■ **Latihan 1**
Menurut teks tentang teori kekacauan, dari ilmu apa teori itu berawal?
■ **Latihan 2**
Tolong sebutkan jumlah baris data yang memuat kata "bridge". Huruf besar dan kecil dibedakan, dan jawab hanya dengan angkanya.

■ **Teks Sumber**
----
Suatu teori yang diharapkan bisa memberi penjelasan lebih memuaskan adalah teori kekacauan (chaos theory) atau teori kompleksitas (complexity theory) yang relatif baru. Teori itu berawal dari ilmu fisika, yaitu sejak fisika Newton yang berjaya selama ratusan tahun tidak mampu menjelaskan fenomena dalam alam secara lengkap.
Alam yang oleh teori Newton dipersepsikan sebagai proses yang berjalan tertib, mekanistis dan deterministik ternyata tak dapat menjelaskan aneka kenyataan menyimpang (aberrant data) yang sama dan nyata-nyata terjadi di alam. Ternyata alam tidak bisa dimasukkan ke kotak teori yang mekanistis itu. Berbagai kejadian di alam tidak dapat didisipliner oleh teori Newton. Teori kekacauan dimulai dengan bertolak dari dan memunguti kenyataan yang “dibuang” teori Newton dan mencoba menjelaskan bagaimana kekacauan itu bisa muncul dari ketertiban dan bagaimana perkembangannya.
Bila kita bertolak dari ketertiban, maka ketertiban awal itu diibaratkan sebagai air yang mengalir dengan mulus, sampai nanti ia membentur sesuatu yang menyebabkan aliran itu menjadi kacau. Kekacauan ini muncul dalam bentuk aliran yang berputar-putar dan berbusa-busa karena membentur sesuatu. Dalam perkembangan selanjutnya aliran itu kembali menjadi mulus. Dalam teori kekacauan, sesuatu yang menyebabkan terjadinya perubahan dari keadaan yang semula tertib itu disebut sebagai faktor penggerak yang datang dari luar atau asing (strange attractor). Jadi ada ketertiban, ada kekacauan, dan ada kekuatan yang bisa memulihkan ketertiban.
Dalam suasana kacau, seperti terjadi di negeri kita, teori kekacauan menjanjikan penjelasan yang lebih baik, dan dari situ sekaligus akan memberi preskripsi tentang jalan keluarnya.
Teori kekacauan
Setidaknya persepsi teori kekacauan bisa menghibur diri kita sehingga tidak menjadi terlalu panik dan putus asa. Namun tentu lebih daripada itu yang diharapkan tidak hanya sekadar terhibur, tetapi bagaimana teori itu mampu memberi dimensi baru kepada kita dalam melihat ke depan keluar dari keterpurukan sekarang ini.
Seperti dikatakan di muka, teori kekacauan memusatkan diri pada kenyataan yang menyebabkan peralihan dari keadaan tertib menjadi kekacauan. Pekerjaan besar di sini adalah bagaimana kita berusaha agar aliran air yang kacau (turbulent) itu kembali menjadi mulus dan lancar. Setidaknya ada dua usaha yang dapat dicatat untuk memulihkan kelancaran atau ketertiban.
----
■ **Data Mentah**

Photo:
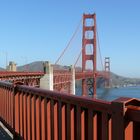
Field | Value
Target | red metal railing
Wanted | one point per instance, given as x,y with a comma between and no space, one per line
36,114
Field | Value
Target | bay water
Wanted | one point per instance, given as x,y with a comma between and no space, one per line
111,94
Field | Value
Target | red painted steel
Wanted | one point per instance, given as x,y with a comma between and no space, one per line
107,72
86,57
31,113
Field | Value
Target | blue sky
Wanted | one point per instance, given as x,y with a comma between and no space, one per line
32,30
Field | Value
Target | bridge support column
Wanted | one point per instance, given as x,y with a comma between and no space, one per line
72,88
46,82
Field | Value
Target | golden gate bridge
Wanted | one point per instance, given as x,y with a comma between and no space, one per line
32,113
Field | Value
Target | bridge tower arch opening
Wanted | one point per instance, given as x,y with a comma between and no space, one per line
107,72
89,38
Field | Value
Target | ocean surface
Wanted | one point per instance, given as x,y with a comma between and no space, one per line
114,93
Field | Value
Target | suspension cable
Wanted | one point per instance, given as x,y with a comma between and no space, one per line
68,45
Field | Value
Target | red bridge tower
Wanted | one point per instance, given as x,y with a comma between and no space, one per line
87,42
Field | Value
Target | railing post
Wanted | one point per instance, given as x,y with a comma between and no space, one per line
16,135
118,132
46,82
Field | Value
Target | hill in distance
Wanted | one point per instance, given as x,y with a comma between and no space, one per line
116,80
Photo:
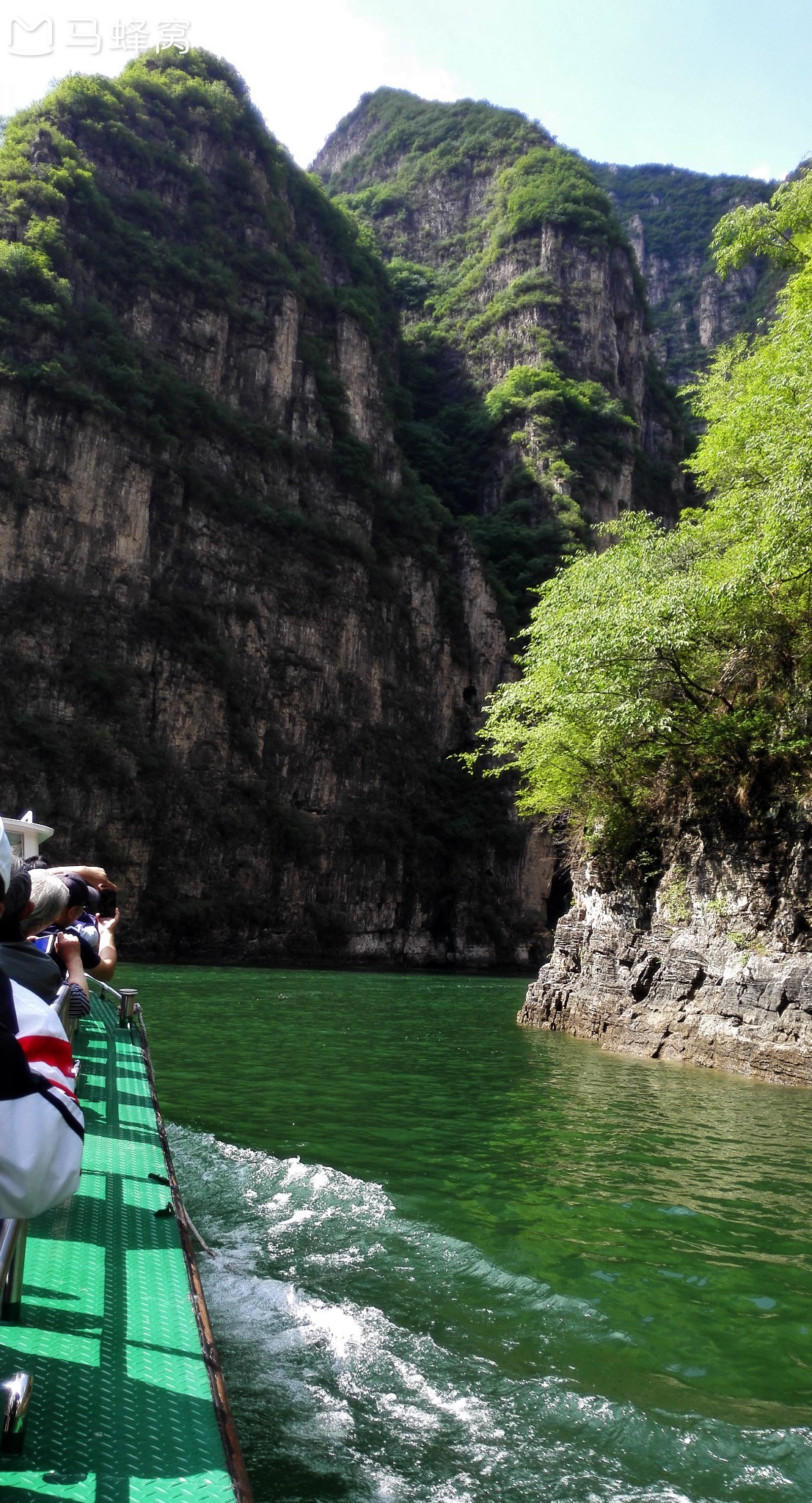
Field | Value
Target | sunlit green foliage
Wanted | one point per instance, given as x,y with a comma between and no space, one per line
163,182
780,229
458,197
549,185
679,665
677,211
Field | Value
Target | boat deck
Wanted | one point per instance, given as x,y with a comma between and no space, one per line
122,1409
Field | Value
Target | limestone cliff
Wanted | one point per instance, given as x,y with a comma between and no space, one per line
----
■ **Jawaban 1**
Dari ilmu fisika.

■ **Jawaban 2**
4